== DATASET EXCERPTS ==

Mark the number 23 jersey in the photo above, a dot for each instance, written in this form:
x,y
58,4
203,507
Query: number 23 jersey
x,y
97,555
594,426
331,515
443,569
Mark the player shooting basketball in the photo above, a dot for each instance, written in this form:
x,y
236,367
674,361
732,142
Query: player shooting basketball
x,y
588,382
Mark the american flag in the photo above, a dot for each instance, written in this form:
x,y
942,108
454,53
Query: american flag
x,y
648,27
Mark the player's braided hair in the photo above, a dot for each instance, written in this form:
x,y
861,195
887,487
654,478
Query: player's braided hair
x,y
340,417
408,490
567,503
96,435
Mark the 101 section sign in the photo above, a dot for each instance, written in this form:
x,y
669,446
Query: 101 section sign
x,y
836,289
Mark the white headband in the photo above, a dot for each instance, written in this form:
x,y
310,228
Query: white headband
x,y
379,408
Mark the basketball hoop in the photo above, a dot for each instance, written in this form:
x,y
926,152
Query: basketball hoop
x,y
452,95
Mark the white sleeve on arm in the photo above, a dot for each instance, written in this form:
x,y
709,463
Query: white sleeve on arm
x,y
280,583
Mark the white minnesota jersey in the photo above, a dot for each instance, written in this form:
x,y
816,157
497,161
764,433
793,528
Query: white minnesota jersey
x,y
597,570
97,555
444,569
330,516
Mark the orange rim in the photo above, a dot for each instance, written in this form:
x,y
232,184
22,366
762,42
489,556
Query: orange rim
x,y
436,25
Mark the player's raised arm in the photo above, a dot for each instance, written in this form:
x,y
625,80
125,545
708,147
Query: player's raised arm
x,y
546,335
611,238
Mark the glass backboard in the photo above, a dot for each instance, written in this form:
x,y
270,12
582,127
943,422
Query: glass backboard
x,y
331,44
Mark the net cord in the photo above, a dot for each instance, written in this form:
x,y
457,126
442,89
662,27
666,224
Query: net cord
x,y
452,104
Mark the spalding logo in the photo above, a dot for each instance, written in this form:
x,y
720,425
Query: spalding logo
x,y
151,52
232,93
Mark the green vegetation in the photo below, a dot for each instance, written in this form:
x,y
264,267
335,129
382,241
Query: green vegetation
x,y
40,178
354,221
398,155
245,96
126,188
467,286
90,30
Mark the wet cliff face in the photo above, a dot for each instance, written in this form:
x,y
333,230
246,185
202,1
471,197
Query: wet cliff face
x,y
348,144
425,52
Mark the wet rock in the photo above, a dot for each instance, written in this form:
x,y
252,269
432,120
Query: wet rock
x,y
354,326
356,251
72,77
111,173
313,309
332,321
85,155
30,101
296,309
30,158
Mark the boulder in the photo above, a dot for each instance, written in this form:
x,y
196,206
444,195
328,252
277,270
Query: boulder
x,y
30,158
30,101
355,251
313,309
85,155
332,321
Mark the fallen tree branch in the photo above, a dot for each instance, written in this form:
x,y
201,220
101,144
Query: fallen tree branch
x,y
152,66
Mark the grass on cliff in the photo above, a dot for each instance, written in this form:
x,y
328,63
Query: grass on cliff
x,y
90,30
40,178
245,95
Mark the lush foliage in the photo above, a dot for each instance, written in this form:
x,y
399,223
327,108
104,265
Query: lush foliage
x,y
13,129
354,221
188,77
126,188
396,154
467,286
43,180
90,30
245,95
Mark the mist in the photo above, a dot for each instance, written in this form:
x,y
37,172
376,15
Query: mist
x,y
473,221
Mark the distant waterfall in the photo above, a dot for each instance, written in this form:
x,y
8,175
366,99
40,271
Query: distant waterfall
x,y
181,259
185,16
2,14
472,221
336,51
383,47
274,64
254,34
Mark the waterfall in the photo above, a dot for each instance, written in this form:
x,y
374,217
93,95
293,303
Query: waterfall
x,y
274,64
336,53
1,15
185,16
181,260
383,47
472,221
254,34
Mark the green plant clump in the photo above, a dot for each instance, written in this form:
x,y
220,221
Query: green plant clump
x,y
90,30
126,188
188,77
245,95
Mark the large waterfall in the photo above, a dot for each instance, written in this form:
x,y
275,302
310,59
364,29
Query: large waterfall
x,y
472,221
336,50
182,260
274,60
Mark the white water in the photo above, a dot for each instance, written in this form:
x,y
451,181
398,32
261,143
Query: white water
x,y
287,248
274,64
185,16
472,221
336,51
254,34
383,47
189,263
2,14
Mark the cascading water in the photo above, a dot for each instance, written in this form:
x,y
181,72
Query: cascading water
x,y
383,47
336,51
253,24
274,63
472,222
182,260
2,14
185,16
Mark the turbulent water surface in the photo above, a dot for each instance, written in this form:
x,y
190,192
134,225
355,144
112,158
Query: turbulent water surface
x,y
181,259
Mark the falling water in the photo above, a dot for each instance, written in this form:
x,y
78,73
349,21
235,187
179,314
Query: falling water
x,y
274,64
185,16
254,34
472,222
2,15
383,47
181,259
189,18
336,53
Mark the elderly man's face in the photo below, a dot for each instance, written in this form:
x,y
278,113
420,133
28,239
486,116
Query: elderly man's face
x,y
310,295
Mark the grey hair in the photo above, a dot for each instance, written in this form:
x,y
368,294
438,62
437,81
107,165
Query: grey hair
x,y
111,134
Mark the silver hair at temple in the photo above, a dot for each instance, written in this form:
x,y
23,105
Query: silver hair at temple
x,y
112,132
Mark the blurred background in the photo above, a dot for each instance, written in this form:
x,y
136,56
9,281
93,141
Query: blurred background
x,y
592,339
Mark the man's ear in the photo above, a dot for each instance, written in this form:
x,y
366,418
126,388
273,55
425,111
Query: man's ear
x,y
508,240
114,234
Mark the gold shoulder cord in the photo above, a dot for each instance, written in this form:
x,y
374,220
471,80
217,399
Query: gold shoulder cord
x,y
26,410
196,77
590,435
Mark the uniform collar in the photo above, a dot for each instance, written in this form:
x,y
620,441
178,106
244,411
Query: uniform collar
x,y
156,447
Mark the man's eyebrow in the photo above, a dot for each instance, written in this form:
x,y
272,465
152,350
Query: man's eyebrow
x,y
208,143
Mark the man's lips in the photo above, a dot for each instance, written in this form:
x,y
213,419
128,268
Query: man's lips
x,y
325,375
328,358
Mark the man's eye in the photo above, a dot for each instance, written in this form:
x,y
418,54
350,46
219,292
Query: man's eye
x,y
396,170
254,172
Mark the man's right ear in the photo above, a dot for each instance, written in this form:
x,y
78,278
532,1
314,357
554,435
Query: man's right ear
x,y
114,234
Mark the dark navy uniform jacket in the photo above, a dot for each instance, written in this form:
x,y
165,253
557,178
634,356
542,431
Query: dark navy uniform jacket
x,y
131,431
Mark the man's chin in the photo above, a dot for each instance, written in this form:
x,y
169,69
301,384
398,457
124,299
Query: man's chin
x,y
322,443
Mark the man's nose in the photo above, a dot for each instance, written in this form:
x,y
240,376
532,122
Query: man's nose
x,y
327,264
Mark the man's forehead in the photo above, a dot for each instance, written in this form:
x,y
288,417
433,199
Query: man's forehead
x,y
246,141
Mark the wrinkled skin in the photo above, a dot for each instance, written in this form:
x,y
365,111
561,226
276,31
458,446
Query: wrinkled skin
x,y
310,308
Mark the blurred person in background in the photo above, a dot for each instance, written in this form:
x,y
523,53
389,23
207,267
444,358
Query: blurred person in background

===

▶ **REQUEST**: Please reproduce every line of the material word for word.

▶ **TASK OUTPUT**:
Mark the number 23 jersey in the photo above, a dot for each instance, written in this form:
x,y
58,4
203,507
Query: number 23 jersey
x,y
97,555
594,426
331,515
443,569
Mark the player shooting basketball in the photo above, a dot for each instance, written in this form:
x,y
236,367
674,361
732,142
Query: player shooting basketball
x,y
588,382
Mark the american flag in the photo above, a dot for each instance, written in this form:
x,y
942,108
454,53
Query: american flag
x,y
648,27
Mark the player's braided hair in the photo above, a dot for each instance, written in this form:
x,y
861,195
887,487
654,478
Query: player's braided hair
x,y
340,417
408,490
567,503
96,435
Mark the 101 section sign in the photo above, a dot for each instance, written in this form:
x,y
669,446
Query: 101 section sign
x,y
836,289
Mark the white headband in the photo above, a dot for each instance, written in this form:
x,y
310,228
Query: white headband
x,y
379,408
Mark the basketball hoop in the photo above, a dot for each instance, written in this form:
x,y
926,152
Query: basketball hoop
x,y
452,95
Mark the white sleeve on arm in the photo above, a dot for each instance, written in this form:
x,y
709,463
Query: white sleeve on arm
x,y
280,583
Mark the white minnesota jersey in the photo above, a dot for each instance, written in this form:
x,y
816,157
497,161
764,433
793,528
Query: white minnesota jersey
x,y
597,570
97,555
444,569
330,516
Mark the orange rim in the photo above, a dot for each instance, written in this form:
x,y
232,184
22,366
762,42
489,556
Query: orange rim
x,y
436,25
Mark the player's raised arm in the photo above, a dot for each instance, written in this form:
x,y
625,80
125,545
708,147
Query: player's raised arm
x,y
546,335
611,238
Mark the glass backboard in the photo above, a dot for each instance, written in this form:
x,y
270,12
582,127
943,422
Query: glass backboard
x,y
331,44
Mark the net cord in the photo above, a dot for each instance, written in this form:
x,y
457,126
442,89
662,27
666,224
Query: net cord
x,y
452,104
Mark the spalding logo in the photo above, a dot for each instance, written in this form:
x,y
720,425
Query: spalding logo
x,y
151,52
232,93
Mark the green vegetation in the photo below, a dot for each instance, written in this form:
x,y
264,267
335,129
382,241
Query: green vegetation
x,y
40,178
354,221
398,155
245,96
126,188
467,286
90,30
Mark the wet cliff face in the photo above, a dot for each instance, written in this form:
x,y
333,230
246,185
202,1
471,197
Query: wet cliff face
x,y
348,144
425,52
Mark the wet rock in the photo above, a dot for each instance, written in this form:
x,y
252,269
432,120
Query: wet rock
x,y
354,326
356,251
72,77
111,173
313,309
332,321
85,155
30,101
296,309
30,158
Mark the boulder in the photo above, a dot for each instance, written in this form:
x,y
196,206
444,195
328,252
277,270
Query: boulder
x,y
30,158
30,101
355,251
313,309
85,155
332,321
Mark the fallen tree branch in the photo above, a dot for each instance, written in this form:
x,y
201,220
101,144
Query: fallen tree branch
x,y
152,66
Mark the grass on cliff in the photo above, a dot for each instance, written in this form:
x,y
328,63
Query: grass on cliff
x,y
90,30
40,178
245,95
Mark the lush foliage in the photo above, a dot for each instance, written in this form:
x,y
399,223
327,108
104,265
Query: lush foliage
x,y
13,129
354,221
188,77
126,188
396,154
467,286
43,180
90,30
245,95
Mark the mist in the photo above, a dot for each instance, written in this form:
x,y
37,172
376,15
Query: mist
x,y
473,221
Mark the distant waterfall in the photo above, a dot for each instance, written in this form:
x,y
8,175
366,99
40,271
Query: distant waterfall
x,y
181,259
185,16
2,14
472,221
336,51
383,47
274,64
254,34
Mark the waterfall in the photo above, a dot for each instance, written in this form:
x,y
374,217
93,95
293,303
Query: waterfall
x,y
274,64
336,53
1,15
185,16
181,260
383,47
472,221
254,34
Mark the green plant clump in the photo above, a dot for each instance, written in this form:
x,y
220,221
Query: green plant clump
x,y
90,30
126,188
188,77
245,95
Mark the large waterfall in the photo above, a dot for each instance, written in this form:
x,y
275,302
310,59
364,29
Query: large waterfall
x,y
472,221
336,50
182,260
274,60
Mark the white water in the photo above, a dot for each instance, written in this form:
x,y
451,181
398,32
261,143
Query: white water
x,y
287,248
274,64
185,16
472,221
336,51
254,34
383,47
189,263
2,14
Mark the cascading water in the photo above, a dot for each instance, written in this form:
x,y
181,72
Query: cascading water
x,y
383,47
336,51
253,24
274,63
472,222
182,260
2,14
185,16
Mark the turbulent water surface in the photo above, a dot for each instance, written in this form:
x,y
190,192
134,225
355,144
112,158
Query: turbulent water surface
x,y
181,259
Mark the falling water in the photo above, a dot for each instance, written in this form:
x,y
78,73
349,21
235,187
179,314
Query: falling water
x,y
274,64
185,16
254,34
472,222
2,15
383,47
181,259
189,18
336,53
Mark the elderly man's face in the photo below, a dot for each instance, written in this form:
x,y
278,113
420,133
28,239
486,116
Query: elderly man's face
x,y
310,295
Mark the grey hair in the photo above, a dot for each instance, written in this form:
x,y
368,294
438,62
437,81
107,165
Query: grey hair
x,y
111,134
Mark the silver hair at temple in the photo above, a dot for each instance, written in this form:
x,y
23,105
Query: silver hair at temple
x,y
112,132
Mark the blurred background in the photo above, a dot for each instance, written in this form:
x,y
136,56
9,281
93,141
Query: blurred background
x,y
592,339
Mark the man's ear in the photo above, a dot for each instance, written in this form:
x,y
366,418
126,388
273,55
425,111
Query: man's ear
x,y
508,240
114,234
Mark the gold shoulder cord in the photo above, a dot for each instance, written in this form:
x,y
374,220
471,80
217,399
Query: gold shoulder cord
x,y
26,410
196,77
590,435
Mark the uniform collar in the photo above, a dot for each instance, written in this form:
x,y
620,441
178,106
244,411
Query: uniform collar
x,y
156,447
Mark the man's eyebrow in the photo above, a dot for each instance, written in this form:
x,y
272,465
152,350
Query: man's eyebrow
x,y
208,143
Mark the man's lips in the photo above, a dot for each instance, written in this form:
x,y
213,419
128,268
Query: man's lips
x,y
325,375
328,358
Mark the man's eye in the photo above, a dot for each instance, written in this form:
x,y
418,54
350,46
219,292
Query: man's eye
x,y
396,170
254,172
Mark the man's right ear in the photo above, a dot for each instance, written in this form:
x,y
78,278
532,1
314,357
554,435
Query: man's right ear
x,y
114,234
Mark the dark navy uniform jacket in the photo above, a dot for each instance, written in this form:
x,y
165,253
557,178
634,356
542,431
Query: dark navy uniform jacket
x,y
131,431
Mark the man's chin in the photo above, a dot for each instance, written in this form:
x,y
169,69
301,384
398,457
124,299
Query: man's chin
x,y
322,443
Mark the man's nose in the photo above, a dot for each instance, written in this form:
x,y
240,376
532,122
Query: man's nose
x,y
327,264
Mark the man's forehead in the photo above, a dot for each instance, written in this form:
x,y
288,417
433,199
Query: man's forehead
x,y
246,141
Mark the wrinkled skin in the photo above, a dot for each instance, written in this form:
x,y
365,111
561,226
276,31
458,446
Query: wrinkled skin
x,y
310,308
Mark the blurred person in background in the photo above, a dot for each instance, written in this form:
x,y
523,53
389,23
207,267
444,358
Query: blurred person in background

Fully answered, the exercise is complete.